> **Aim**: Rewrite the rows, both ends included, from the line containing "Where can you find the man in navy" through the end of the rows, keeping every line, requests included. Add 131 to each coordinate in the answers.

> **Supplied data**:

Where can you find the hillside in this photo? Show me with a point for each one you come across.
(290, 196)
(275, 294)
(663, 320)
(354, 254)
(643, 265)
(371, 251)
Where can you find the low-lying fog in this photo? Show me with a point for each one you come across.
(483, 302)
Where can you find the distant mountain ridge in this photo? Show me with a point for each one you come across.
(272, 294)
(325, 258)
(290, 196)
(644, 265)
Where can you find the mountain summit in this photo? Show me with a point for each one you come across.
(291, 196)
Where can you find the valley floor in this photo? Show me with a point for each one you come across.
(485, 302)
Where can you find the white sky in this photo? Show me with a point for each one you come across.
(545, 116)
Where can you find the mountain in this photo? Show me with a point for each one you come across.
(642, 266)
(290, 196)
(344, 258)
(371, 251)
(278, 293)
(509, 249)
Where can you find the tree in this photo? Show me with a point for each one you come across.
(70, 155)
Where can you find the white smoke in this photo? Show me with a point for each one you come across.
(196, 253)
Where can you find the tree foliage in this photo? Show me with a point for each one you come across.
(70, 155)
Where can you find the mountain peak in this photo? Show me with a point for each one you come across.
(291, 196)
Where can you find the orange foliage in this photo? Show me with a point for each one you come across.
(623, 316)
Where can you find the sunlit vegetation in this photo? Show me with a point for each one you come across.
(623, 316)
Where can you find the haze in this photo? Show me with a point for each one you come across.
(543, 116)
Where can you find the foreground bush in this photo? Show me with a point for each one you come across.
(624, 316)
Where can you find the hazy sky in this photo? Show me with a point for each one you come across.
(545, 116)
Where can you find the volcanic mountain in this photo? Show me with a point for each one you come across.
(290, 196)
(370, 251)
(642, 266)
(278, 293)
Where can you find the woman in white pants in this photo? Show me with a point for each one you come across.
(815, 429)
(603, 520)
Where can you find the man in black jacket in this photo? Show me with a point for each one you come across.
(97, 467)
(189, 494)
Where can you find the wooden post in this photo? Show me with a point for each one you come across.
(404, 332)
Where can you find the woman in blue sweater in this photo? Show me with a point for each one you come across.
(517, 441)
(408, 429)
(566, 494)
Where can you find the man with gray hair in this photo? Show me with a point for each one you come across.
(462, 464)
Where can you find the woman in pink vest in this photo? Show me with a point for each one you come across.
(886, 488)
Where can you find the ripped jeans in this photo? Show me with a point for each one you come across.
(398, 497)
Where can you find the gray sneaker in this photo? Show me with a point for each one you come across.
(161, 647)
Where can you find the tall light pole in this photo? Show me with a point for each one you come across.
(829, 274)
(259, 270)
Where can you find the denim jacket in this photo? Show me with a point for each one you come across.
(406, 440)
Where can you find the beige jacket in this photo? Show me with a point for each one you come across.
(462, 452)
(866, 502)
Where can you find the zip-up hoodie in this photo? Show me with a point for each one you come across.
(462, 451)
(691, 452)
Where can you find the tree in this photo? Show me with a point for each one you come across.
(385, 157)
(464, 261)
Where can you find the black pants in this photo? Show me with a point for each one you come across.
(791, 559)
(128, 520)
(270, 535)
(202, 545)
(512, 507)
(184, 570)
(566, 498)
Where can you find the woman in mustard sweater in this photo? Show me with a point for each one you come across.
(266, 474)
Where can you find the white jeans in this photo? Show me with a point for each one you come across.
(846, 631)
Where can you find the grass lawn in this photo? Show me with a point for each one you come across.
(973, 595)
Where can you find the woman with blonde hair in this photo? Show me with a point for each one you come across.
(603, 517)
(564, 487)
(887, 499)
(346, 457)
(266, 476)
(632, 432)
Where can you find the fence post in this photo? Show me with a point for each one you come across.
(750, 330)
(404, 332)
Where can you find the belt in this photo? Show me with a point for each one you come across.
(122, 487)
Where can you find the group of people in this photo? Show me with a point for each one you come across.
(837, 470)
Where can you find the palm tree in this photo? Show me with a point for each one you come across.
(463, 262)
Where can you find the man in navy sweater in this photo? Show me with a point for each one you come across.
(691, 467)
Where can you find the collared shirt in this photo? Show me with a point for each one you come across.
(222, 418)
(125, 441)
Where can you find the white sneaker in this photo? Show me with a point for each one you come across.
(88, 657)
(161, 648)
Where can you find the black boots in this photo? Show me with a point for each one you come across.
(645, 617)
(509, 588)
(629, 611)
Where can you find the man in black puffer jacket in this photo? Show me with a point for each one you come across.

> **Output below**:
Where can you find the man in navy sweater in this photo? Show me with a point for each one you come across.
(822, 598)
Where can you find the collared shirt in this photo? Show me with a point for each one you come across.
(353, 549)
(256, 572)
Where can you find the white sneaker in this photo? Show me with a point for each one you come across.
(219, 788)
(292, 779)
Where can you find the black boots in this photo? Show me with a point for each one you come across.
(776, 748)
(640, 719)
(760, 742)
Where can you find the man in black puffer jacket in this photo? Show me with a point for each one you come across.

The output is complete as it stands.